start DATASET EXTRACT

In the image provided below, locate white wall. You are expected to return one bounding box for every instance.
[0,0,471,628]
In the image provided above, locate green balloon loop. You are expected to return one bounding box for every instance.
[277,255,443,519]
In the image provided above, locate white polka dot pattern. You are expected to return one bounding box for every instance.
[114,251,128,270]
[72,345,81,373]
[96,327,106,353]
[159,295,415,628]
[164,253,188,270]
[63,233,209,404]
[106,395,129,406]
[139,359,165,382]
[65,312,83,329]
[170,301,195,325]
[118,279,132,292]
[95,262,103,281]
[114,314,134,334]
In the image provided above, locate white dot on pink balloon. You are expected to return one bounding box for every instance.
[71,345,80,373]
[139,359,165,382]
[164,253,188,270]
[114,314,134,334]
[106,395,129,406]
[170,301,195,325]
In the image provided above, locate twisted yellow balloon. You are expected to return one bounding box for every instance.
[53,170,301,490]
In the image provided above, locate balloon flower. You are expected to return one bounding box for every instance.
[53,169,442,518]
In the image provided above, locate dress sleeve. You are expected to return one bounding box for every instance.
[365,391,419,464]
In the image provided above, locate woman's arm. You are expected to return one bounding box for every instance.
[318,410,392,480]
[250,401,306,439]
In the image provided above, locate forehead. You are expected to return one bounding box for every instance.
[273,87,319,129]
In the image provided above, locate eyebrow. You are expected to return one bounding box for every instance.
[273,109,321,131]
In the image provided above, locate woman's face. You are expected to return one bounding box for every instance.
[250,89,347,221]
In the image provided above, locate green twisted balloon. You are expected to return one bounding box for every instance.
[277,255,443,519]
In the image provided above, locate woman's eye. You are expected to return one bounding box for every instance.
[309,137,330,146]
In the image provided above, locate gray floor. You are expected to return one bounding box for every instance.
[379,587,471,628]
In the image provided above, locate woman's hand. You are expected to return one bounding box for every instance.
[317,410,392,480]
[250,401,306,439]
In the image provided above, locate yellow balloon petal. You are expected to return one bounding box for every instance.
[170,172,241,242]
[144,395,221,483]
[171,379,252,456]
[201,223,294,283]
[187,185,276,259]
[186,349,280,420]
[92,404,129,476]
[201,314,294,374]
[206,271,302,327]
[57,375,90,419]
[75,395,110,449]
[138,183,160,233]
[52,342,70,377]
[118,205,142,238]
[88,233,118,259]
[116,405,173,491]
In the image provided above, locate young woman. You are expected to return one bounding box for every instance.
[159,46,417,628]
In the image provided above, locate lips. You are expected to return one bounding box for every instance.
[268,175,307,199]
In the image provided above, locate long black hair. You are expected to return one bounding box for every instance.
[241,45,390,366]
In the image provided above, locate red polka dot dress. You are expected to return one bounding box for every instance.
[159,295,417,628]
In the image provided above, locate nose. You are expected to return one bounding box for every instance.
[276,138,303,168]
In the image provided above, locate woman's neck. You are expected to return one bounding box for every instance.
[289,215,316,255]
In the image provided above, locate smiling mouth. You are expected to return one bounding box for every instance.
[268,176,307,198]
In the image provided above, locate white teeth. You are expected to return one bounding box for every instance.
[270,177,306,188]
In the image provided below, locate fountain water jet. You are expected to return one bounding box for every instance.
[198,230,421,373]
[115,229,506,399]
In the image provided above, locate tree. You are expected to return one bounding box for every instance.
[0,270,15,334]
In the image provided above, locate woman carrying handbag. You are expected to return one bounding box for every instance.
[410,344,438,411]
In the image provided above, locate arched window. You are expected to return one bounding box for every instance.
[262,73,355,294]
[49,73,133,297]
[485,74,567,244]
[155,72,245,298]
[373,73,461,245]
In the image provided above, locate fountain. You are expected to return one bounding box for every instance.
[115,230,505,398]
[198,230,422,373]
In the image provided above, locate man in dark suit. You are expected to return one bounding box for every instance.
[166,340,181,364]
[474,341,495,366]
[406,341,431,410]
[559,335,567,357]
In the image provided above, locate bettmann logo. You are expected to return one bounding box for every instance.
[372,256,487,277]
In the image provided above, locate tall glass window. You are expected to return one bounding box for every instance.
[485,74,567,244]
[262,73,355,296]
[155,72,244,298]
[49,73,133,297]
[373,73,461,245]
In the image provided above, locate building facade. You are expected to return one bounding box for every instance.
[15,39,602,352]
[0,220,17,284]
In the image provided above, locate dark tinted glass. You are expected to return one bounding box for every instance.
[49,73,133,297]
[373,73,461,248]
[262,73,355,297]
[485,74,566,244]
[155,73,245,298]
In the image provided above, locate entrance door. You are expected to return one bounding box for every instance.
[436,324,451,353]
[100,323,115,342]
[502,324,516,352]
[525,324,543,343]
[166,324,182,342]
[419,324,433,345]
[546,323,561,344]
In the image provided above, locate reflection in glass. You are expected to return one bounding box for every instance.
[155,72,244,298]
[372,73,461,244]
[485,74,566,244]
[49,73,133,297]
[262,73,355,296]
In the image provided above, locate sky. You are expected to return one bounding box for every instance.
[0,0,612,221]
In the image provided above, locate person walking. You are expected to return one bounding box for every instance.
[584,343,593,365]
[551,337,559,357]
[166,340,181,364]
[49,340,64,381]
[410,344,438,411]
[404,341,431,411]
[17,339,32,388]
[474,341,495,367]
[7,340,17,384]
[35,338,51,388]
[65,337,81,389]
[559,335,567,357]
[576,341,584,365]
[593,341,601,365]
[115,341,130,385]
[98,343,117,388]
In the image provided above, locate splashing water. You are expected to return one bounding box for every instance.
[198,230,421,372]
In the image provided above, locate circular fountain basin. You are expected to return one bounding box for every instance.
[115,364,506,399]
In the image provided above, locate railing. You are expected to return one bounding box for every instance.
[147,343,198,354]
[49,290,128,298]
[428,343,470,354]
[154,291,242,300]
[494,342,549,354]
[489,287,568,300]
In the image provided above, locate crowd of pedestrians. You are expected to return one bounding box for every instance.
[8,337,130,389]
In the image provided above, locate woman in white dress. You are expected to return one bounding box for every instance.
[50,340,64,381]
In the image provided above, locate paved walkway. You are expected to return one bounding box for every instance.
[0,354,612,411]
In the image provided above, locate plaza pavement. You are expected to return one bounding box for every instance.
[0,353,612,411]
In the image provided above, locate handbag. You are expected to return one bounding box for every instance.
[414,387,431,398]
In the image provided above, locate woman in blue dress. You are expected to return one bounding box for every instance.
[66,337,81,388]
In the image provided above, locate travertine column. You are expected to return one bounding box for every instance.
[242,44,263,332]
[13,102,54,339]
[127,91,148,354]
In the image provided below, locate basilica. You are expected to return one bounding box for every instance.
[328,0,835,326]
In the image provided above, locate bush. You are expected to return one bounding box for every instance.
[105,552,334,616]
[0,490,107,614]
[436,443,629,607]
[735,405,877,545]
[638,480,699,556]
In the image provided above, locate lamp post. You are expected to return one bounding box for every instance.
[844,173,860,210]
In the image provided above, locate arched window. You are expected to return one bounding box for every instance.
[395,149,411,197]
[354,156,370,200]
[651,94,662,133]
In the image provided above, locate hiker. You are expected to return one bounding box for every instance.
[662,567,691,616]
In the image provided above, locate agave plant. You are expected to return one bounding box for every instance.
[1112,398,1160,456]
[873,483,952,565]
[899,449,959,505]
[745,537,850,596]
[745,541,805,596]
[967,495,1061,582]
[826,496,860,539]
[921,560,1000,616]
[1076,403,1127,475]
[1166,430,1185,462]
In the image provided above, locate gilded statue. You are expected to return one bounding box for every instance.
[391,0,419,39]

end DATASET EXTRACT

REQUIRED WORK:
Starting at the line that contains "In the image provided above, locate circular" and stopping after the line that contains "[0,354,612,411]", reproduce those rows with "railing" replaced by "handrail" and everything else unchanged.

CORRECT OUTPUT:
In the image provided above, locate circular fountain basin. You are expected to return one bounding box for every instance.
[115,364,506,399]
In the image provided above, locate handrail. You are expected to return one bounding box for every instance.
[147,343,198,354]
[49,290,128,298]
[428,343,470,354]
[154,291,242,300]
[494,342,549,354]
[489,287,568,300]
In the image provided above, locate crowd of pedestrians. You are expected to return one bounding box for every instance.
[8,337,130,389]
In the image provided above, locate woman in white dress. You are expected to return one bounding box for every instance.
[50,340,64,381]
In the image provided above, locate paved walkway. You are expected to return one bounding box for every instance.
[0,354,612,411]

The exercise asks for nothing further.